● Raw data
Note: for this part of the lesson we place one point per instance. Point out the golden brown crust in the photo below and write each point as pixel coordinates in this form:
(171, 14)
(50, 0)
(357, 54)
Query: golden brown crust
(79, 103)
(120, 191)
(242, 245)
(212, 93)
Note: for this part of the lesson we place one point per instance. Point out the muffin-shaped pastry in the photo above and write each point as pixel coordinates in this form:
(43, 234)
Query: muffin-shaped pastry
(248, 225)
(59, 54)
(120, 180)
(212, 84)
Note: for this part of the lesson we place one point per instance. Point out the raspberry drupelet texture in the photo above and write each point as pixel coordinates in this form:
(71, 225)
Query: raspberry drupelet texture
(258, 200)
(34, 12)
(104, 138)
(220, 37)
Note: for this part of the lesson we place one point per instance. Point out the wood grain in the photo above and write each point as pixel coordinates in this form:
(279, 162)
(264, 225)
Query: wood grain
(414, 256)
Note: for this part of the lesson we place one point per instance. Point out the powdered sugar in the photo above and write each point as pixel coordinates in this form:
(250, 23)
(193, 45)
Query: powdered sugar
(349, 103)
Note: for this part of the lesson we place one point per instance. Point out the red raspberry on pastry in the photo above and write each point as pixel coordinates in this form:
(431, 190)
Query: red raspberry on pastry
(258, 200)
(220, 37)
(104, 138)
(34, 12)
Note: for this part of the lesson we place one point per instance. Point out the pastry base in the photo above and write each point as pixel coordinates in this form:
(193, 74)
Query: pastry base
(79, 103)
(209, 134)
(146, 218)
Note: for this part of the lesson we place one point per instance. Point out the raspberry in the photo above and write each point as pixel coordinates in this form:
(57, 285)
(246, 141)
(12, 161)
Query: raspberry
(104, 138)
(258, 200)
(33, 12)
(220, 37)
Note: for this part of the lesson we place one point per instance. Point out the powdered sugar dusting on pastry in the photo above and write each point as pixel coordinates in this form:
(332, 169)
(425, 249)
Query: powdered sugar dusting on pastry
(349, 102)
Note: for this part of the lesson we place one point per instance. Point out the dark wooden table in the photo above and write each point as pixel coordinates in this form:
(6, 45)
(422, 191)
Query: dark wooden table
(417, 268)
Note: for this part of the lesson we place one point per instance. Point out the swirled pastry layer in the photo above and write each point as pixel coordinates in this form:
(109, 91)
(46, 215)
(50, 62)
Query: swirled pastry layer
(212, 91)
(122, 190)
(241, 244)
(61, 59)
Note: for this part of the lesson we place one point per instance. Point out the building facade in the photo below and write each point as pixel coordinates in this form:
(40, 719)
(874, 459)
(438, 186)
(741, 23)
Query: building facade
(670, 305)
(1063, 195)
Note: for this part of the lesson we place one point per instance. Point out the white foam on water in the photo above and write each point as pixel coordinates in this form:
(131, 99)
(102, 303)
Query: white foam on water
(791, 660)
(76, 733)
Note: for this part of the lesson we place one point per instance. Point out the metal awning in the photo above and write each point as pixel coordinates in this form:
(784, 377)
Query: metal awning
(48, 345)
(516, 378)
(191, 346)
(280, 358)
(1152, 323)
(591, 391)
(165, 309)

● Task
Write down all the entries again without a single difference.

● Solved problem
Note: for this part of the lesson we place one point per instance. Point out the golden brown crust in the photo below and write each point as pixel coordinates in this form:
(171, 14)
(50, 0)
(357, 54)
Query: golden brown crust
(79, 103)
(120, 191)
(242, 245)
(212, 93)
Note: for this part of the lesson we place one point per instance. Point out the muffin-shaped pastry in the photo above and write each point as pixel coordinates in this form:
(43, 234)
Query: muffin-shaped pastry
(248, 225)
(59, 54)
(120, 180)
(212, 84)
Note: for this part of the lesson we place one point per instance. Point out the raspberry drupelet texture in the photo above and write each point as pixel coordinates in this form:
(71, 225)
Query: raspberry drupelet texture
(258, 200)
(34, 12)
(104, 138)
(220, 37)
Note: for this part of the lesson we place one point per instance. Point out the wood grain in the photo above and write each point as pixel coordinates in this form:
(279, 162)
(264, 225)
Query: wood grain
(414, 256)
Note: for this part of the lesson we place one point per instance. Point out the powdered sugar in the photo above and write each point as pixel coordinates in this form:
(250, 23)
(193, 45)
Query: powdered sugar
(349, 103)
Note: for this part of the lesson we place one point per instance. Point out the red raspberry on pastry in the photo above and write each point as pixel coordinates in this form:
(431, 190)
Query: red raspberry on pastry
(258, 200)
(220, 37)
(104, 138)
(34, 12)
Note: for this part of the lesson we place one point per instance. Point out the pastry base in the photo above and write each point as pixel coordinates in this form:
(193, 74)
Query: pastry base
(79, 103)
(209, 134)
(146, 218)
Note: for this part of the lesson we place one point per instance. Point out the raspberry in the photo above and write each point as pixel coordinates in this form:
(57, 285)
(246, 141)
(12, 161)
Query: raspberry
(104, 138)
(258, 200)
(33, 12)
(220, 37)
Note: for this part of the lesson we place one point per instance. Point out the powdered sugar dusting on pastry in the photo above and write each point as pixel coordinates in this form:
(332, 169)
(425, 249)
Query: powdered sugar dusting on pastry
(349, 102)
Note: for this part of the lesson we place one point per instance. Point out the dark wooden table in the photo above and write each point as pixel coordinates in this form:
(6, 45)
(422, 191)
Query: dark wooden table
(417, 268)
Note: for this part of the lesson we place one point per instance. Point out the swirled pastry layer in the photo above and write each point as pixel coordinates in this form:
(109, 91)
(46, 215)
(50, 62)
Query: swirled pastry layer
(212, 91)
(122, 190)
(241, 244)
(61, 59)
Note: for this part of the lesson we place one point per instance. Point out the building facade in the photo below and write each point as pixel coordinates in this form:
(40, 719)
(874, 459)
(438, 186)
(741, 23)
Query: building facade
(670, 305)
(1063, 195)
Note: for this part of the lesson we place one point per instance. Point out the white foam on water in the photo above and write each point as pixel coordinates in this form:
(131, 99)
(102, 303)
Query: white foam on water
(791, 660)
(76, 733)
Note: for this part of the lesson we place one point per instance. Point out the metal awning in the photo above and write each point as pixel coordinates in this form:
(784, 377)
Query: metal awning
(48, 345)
(516, 378)
(191, 346)
(280, 358)
(1152, 323)
(591, 391)
(165, 309)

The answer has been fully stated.